** Aim of the exercise **
Return every line of the records below word for word, leaving out the pictures.

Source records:
============================================================

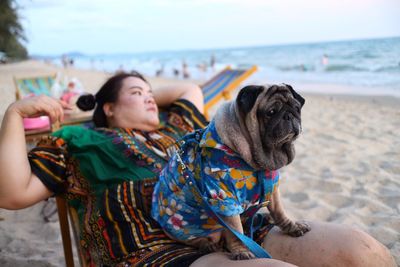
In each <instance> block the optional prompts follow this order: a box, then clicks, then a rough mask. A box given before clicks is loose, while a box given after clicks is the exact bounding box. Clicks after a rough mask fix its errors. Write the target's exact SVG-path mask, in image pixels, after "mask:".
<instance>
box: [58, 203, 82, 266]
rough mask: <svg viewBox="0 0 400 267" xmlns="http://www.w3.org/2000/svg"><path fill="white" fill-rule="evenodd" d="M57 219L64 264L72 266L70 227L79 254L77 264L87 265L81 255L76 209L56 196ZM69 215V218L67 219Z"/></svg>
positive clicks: (71, 244) (79, 234)
mask: <svg viewBox="0 0 400 267" xmlns="http://www.w3.org/2000/svg"><path fill="white" fill-rule="evenodd" d="M56 202H57V211H58V219H59V223H60V230H61V237H62V242H63V249H64V257H65V266H67V267H74V266H75V263H74V254H73V251H72V241H71V231H70V223H71V229H72V233H73V238H74V240H75V245H76V250H77V253H78V255H79V264H80V266H81V267H87V266H88V265H87V263H86V260H85V258H84V256H83V250H82V249H81V245H80V232H79V219H78V213H77V211H76V210H75V209H74V208H73V207H71V206H69V205H68V204H67V201H66V200H65V199H63V198H61V197H56ZM68 217H69V220H68Z"/></svg>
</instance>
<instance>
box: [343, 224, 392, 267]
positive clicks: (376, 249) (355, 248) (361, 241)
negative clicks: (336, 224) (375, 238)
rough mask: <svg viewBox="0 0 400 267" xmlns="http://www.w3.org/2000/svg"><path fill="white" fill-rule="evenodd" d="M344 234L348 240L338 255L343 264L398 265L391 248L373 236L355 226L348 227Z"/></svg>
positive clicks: (344, 265)
mask: <svg viewBox="0 0 400 267" xmlns="http://www.w3.org/2000/svg"><path fill="white" fill-rule="evenodd" d="M344 234H345V236H346V240H343V241H344V242H343V247H342V248H341V249H340V251H338V253H339V255H338V257H337V259H338V260H340V261H342V264H343V265H342V266H354V267H358V266H360V267H361V266H362V267H367V266H382V267H392V266H393V267H395V266H396V264H395V262H394V258H393V257H392V256H391V254H390V252H389V250H388V249H387V248H386V247H385V246H384V245H383V244H381V243H380V242H379V241H377V240H376V239H374V238H373V237H372V236H370V235H368V234H367V233H365V232H363V231H361V230H358V229H354V228H348V229H347V230H346V231H345V232H344Z"/></svg>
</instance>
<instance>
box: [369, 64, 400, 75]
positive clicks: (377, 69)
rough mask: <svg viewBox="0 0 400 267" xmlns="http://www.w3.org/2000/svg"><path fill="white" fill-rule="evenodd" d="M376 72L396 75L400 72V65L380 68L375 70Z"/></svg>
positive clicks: (386, 66) (394, 65)
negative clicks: (396, 73)
mask: <svg viewBox="0 0 400 267" xmlns="http://www.w3.org/2000/svg"><path fill="white" fill-rule="evenodd" d="M374 72H391V73H393V72H394V73H396V72H400V63H399V65H392V66H385V67H380V68H377V69H376V70H374Z"/></svg>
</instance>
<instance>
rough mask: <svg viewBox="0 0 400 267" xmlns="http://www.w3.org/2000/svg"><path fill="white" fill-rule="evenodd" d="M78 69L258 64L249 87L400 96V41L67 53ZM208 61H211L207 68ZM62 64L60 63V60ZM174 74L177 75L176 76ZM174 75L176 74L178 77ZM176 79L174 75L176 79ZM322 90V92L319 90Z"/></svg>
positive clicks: (327, 42)
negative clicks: (99, 52) (340, 86)
mask: <svg viewBox="0 0 400 267" xmlns="http://www.w3.org/2000/svg"><path fill="white" fill-rule="evenodd" d="M69 56H70V57H71V58H73V60H74V65H75V66H76V67H80V68H85V69H98V70H105V71H109V72H114V71H116V70H119V69H123V70H125V71H130V70H133V69H134V70H137V71H139V72H142V73H144V74H146V75H150V76H155V75H156V74H158V75H159V76H163V77H178V78H181V79H183V77H182V63H183V62H185V63H186V64H187V69H188V72H189V74H190V78H192V79H195V80H206V79H208V78H210V77H211V76H212V75H213V74H215V72H217V71H218V70H220V69H223V68H224V67H225V66H227V65H230V66H232V67H237V68H243V67H247V66H251V65H257V66H258V71H257V72H256V73H255V74H253V75H252V76H251V77H250V78H249V82H251V83H281V82H284V83H300V84H336V85H345V86H348V87H350V88H353V89H351V90H352V92H349V93H354V94H388V95H394V96H400V37H393V38H382V39H368V40H351V41H335V42H321V43H309V44H290V45H289V44H288V45H268V46H254V47H237V48H226V49H207V50H184V51H160V52H147V53H129V54H102V55H82V54H71V55H69ZM212 57H214V59H215V64H214V67H213V68H211V67H210V65H211V61H212V59H211V58H212ZM58 61H60V60H58ZM174 70H176V71H175V73H174ZM177 72H178V73H177ZM175 75H176V76H175ZM321 91H323V88H321Z"/></svg>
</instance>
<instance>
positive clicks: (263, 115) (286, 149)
mask: <svg viewBox="0 0 400 267" xmlns="http://www.w3.org/2000/svg"><path fill="white" fill-rule="evenodd" d="M304 102H305V100H304V98H302V97H301V96H300V95H299V94H298V93H296V92H295V91H294V90H293V88H292V87H291V86H290V85H286V84H283V85H272V86H268V87H266V86H246V87H244V88H243V89H242V90H241V91H240V92H239V95H238V97H237V99H236V105H237V108H238V111H239V116H240V117H241V121H242V122H243V123H244V124H245V127H247V129H248V132H249V136H250V139H251V141H252V143H253V145H254V146H253V147H252V149H251V150H252V157H253V161H254V163H255V165H256V167H257V168H262V169H273V170H276V169H279V168H281V167H283V166H285V165H287V164H289V163H290V162H291V161H292V160H293V158H294V155H295V151H294V146H293V141H294V140H295V139H296V138H297V137H298V135H299V134H300V132H301V108H302V106H303V105H304ZM260 145H261V147H259V146H260Z"/></svg>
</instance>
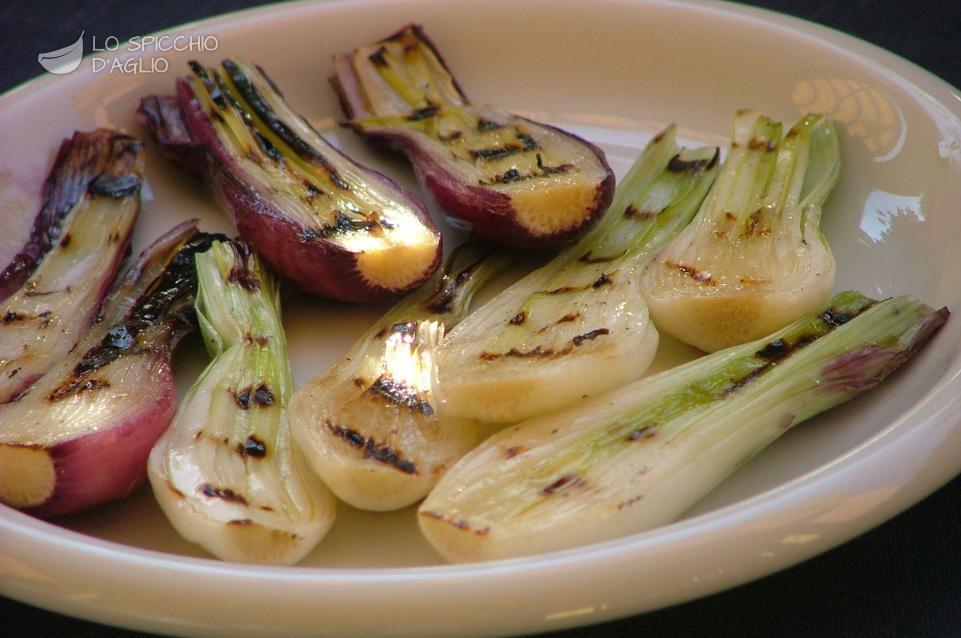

============================================================

** Result of the task **
In each <instance> block the optional prompts follow this order: a box, then clicks, then a rough mask. A box given before clicks is loose, while a box given after clicks is the exact bounding box. Clicks after a rough mask fix its errors. Write the target's exact SVG-path mask, in image pixels, after "mask:".
<instance>
box: [58, 203, 82, 266]
rough mask: <svg viewBox="0 0 400 267" xmlns="http://www.w3.org/2000/svg"><path fill="white" fill-rule="evenodd" d="M57 219L64 264L72 266L70 227L79 254L77 264L87 265L81 255L76 209L56 196ZM69 215V218L67 219Z"/></svg>
positive clicks: (71, 244) (79, 234)
mask: <svg viewBox="0 0 400 267" xmlns="http://www.w3.org/2000/svg"><path fill="white" fill-rule="evenodd" d="M56 202H57V211H58V219H59V223H60V230H61V237H62V242H63V249H64V257H65V266H67V267H74V266H75V263H74V254H73V251H72V241H71V231H70V223H71V229H72V233H73V238H74V240H75V245H76V250H77V253H78V255H79V264H80V266H81V267H87V266H88V265H87V263H86V260H85V258H84V256H83V250H82V249H81V245H80V232H79V219H78V213H77V211H76V210H75V209H74V208H73V207H71V206H69V205H68V204H67V201H66V200H65V199H63V198H61V197H56ZM68 217H69V220H68Z"/></svg>
</instance>
<instance>
box: [343, 224, 392, 267]
positive clicks: (376, 249) (355, 248) (361, 241)
negative clicks: (336, 224) (375, 238)
rough mask: <svg viewBox="0 0 400 267" xmlns="http://www.w3.org/2000/svg"><path fill="white" fill-rule="evenodd" d="M344 234L348 240L338 255L343 264L398 265L391 248L373 236L355 226L348 227Z"/></svg>
positive clicks: (344, 265)
mask: <svg viewBox="0 0 400 267" xmlns="http://www.w3.org/2000/svg"><path fill="white" fill-rule="evenodd" d="M344 234H345V236H346V240H343V241H344V242H343V247H342V248H341V249H340V251H338V253H339V255H338V257H337V259H338V260H340V261H342V264H343V265H342V266H354V267H358V266H360V267H361V266H362V267H367V266H382V267H392V266H393V267H395V266H396V264H395V262H394V258H393V257H392V256H391V254H390V252H389V250H388V249H387V248H386V247H385V246H384V245H383V244H381V243H380V242H379V241H377V240H376V239H374V238H373V237H372V236H370V235H368V234H367V233H365V232H363V231H361V230H358V229H354V228H348V229H347V230H346V231H345V232H344Z"/></svg>
</instance>
<instance>
box: [369, 64, 400, 75]
positive clicks: (377, 69)
rough mask: <svg viewBox="0 0 400 267" xmlns="http://www.w3.org/2000/svg"><path fill="white" fill-rule="evenodd" d="M376 72L396 75L400 72V65L380 68L375 70Z"/></svg>
positive clicks: (386, 66) (394, 65)
negative clicks: (396, 73)
mask: <svg viewBox="0 0 400 267" xmlns="http://www.w3.org/2000/svg"><path fill="white" fill-rule="evenodd" d="M374 72H391V73H393V72H394V73H396V72H400V63H399V65H392V66H385V67H380V68H377V69H376V70H374Z"/></svg>
</instance>
<instance>
rough mask: <svg viewBox="0 0 400 267" xmlns="http://www.w3.org/2000/svg"><path fill="white" fill-rule="evenodd" d="M78 69L258 64L249 87L400 96V41L67 53ZM208 61H211L207 68ZM62 64L60 63V60ZM174 74L177 75L176 76ZM174 75L176 74L178 77ZM176 79L174 75L176 79ZM322 90V92L319 90Z"/></svg>
positive clicks: (327, 42)
negative clicks: (99, 52) (340, 86)
mask: <svg viewBox="0 0 400 267" xmlns="http://www.w3.org/2000/svg"><path fill="white" fill-rule="evenodd" d="M69 56H70V57H71V58H73V60H74V65H75V66H76V67H80V68H85V69H98V70H105V71H109V72H114V71H116V70H119V69H123V70H125V71H130V70H133V69H134V70H137V71H139V72H142V73H144V74H146V75H150V76H155V75H156V74H158V75H159V76H163V77H178V78H181V79H183V77H182V63H183V62H185V63H186V64H187V69H188V72H189V74H190V78H192V79H195V80H206V79H208V78H210V77H211V76H212V75H213V74H215V72H217V71H218V70H220V69H223V68H224V67H225V66H227V65H230V66H232V67H237V68H243V67H247V66H251V65H257V66H258V71H257V72H256V73H255V74H253V75H252V76H251V77H250V78H249V82H251V83H281V82H284V83H300V84H336V85H345V86H348V87H350V88H353V89H351V90H352V92H349V93H354V94H388V95H394V96H400V37H393V38H382V39H368V40H351V41H335V42H321V43H309V44H290V45H289V44H288V45H268V46H254V47H237V48H226V49H207V50H184V51H160V52H147V53H129V54H102V55H82V54H71V55H69ZM212 57H214V59H215V64H214V67H213V68H211V67H210V65H211V61H212V59H211V58H212ZM58 61H60V60H58ZM174 70H176V71H175V73H174ZM177 72H178V73H177ZM175 75H176V76H175ZM321 91H323V88H321Z"/></svg>
</instance>
<instance>
positive clicks: (263, 115) (286, 149)
mask: <svg viewBox="0 0 400 267" xmlns="http://www.w3.org/2000/svg"><path fill="white" fill-rule="evenodd" d="M304 102H305V100H304V98H302V97H301V96H300V95H299V94H298V93H296V92H295V91H294V90H293V88H292V87H291V86H290V85H286V84H283V85H272V86H268V87H266V86H246V87H244V88H243V89H242V90H241V91H240V92H239V95H238V97H237V99H236V105H237V108H238V111H239V116H240V117H241V121H242V122H243V123H244V124H245V127H247V129H248V132H249V136H250V139H251V141H252V143H253V145H254V146H253V147H252V149H251V150H252V157H253V161H254V163H255V165H256V167H257V168H262V169H273V170H276V169H279V168H281V167H283V166H285V165H287V164H289V163H290V162H291V161H292V160H293V158H294V155H295V151H294V146H293V141H294V140H295V139H296V138H297V137H298V135H299V134H300V132H301V108H302V106H303V105H304ZM260 145H261V147H259V146H260Z"/></svg>
</instance>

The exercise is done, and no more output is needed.